Task goal
Reproduce every one of the entries below word for word, but leave the pictures out.

>> START Data supplied

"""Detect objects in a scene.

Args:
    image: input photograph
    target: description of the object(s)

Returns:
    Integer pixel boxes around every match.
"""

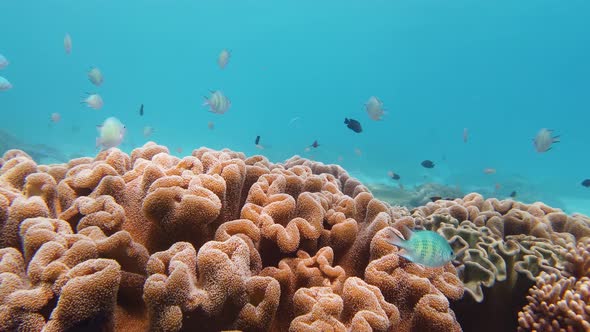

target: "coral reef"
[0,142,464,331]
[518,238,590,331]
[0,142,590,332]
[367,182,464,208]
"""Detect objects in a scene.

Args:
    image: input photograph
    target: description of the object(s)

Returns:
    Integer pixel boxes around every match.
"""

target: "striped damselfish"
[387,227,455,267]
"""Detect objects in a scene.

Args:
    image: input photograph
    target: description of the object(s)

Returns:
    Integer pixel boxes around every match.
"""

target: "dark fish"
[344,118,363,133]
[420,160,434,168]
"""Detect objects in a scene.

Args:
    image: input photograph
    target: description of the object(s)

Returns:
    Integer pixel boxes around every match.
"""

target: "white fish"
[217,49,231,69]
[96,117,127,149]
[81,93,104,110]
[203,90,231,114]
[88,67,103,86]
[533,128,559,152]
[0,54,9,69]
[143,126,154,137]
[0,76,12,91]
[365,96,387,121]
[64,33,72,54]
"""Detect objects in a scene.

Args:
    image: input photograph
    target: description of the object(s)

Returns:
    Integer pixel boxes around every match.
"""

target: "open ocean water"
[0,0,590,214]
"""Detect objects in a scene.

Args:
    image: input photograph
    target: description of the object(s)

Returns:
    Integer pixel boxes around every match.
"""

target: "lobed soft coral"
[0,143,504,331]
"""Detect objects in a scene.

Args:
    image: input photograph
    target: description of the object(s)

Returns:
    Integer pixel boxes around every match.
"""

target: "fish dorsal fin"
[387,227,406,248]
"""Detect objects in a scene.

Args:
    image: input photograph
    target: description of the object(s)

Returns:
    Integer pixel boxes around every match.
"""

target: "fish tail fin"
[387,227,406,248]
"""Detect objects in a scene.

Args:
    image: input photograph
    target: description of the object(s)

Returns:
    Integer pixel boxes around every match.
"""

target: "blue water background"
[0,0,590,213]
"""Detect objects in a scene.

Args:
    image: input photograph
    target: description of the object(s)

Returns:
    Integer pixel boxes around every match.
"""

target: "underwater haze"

>> END Data supplied

Response for this exercise
"""Detect objects in a scene.

Args:
    image: input photograph
    target: description of the object(s)

Returns:
    Integer pixel boxes around every match.
"""


target: "coral reef"
[0,142,464,331]
[518,238,590,331]
[0,142,590,332]
[367,182,464,208]
"""Detect objects in a scene.

Args:
    image: input photograph
    target: description of the object(s)

Returns:
    Integer pixel boxes around every match.
"""

target: "striped damselfish"
[387,227,455,267]
"""Detect objects in a scene.

Args:
    image: input photograph
    target: description of the object(s)

Returns:
    Integer pixel boxes around every match.
"""

target: "dark fish"
[344,118,363,133]
[420,160,434,168]
"""Detect objects in a scene.

Args:
    image: input photograph
    target: description of the object(s)

Returns:
    Integer pixel boxes around every match.
"""

target: "white fish"
[217,49,231,69]
[96,117,127,149]
[81,93,104,110]
[203,90,231,114]
[88,67,103,86]
[533,128,559,152]
[0,54,9,69]
[143,126,154,137]
[0,76,12,91]
[365,96,387,121]
[64,33,72,54]
"""Detect objects in a scene.

Args:
    image: input photograph
    target: description of the object(s)

Returns:
    Integer pixel boxes around every match.
"""

target: "open ocean water"
[0,0,590,214]
"""Detect objects in a scene.

Args:
    image: input photograph
    target: description of the object(s)

Returns:
    Integer pixel boxes around every match.
"""

target: "lobed soft coral"
[0,143,504,331]
"""Detect objects in a scene.

Args:
    image: input photograph
    target: description of the object(s)

Returns:
    Integer pixel boxes around every match.
"""

target: "fish dorsal fin"
[387,227,406,248]
"""Detect objects in a scene.

Args:
    image: input photograph
    target: description of the object(s)

Returns:
    Integer pixel boxes around every match.
"""

target: "fish tail fin"
[387,227,406,248]
"""Detect objects in a scene.

Args:
    image: input photograph
    target: description of the object(s)

Returns:
    Integer pixel boxes around every match.
"""

target: "blue water background"
[0,0,590,213]
"""Detect objects in a scene.

Args:
    image: input photograph
    target: description of the object(s)

Returns:
    Integer pixel boxes around every match.
"""

target: "underwater haze"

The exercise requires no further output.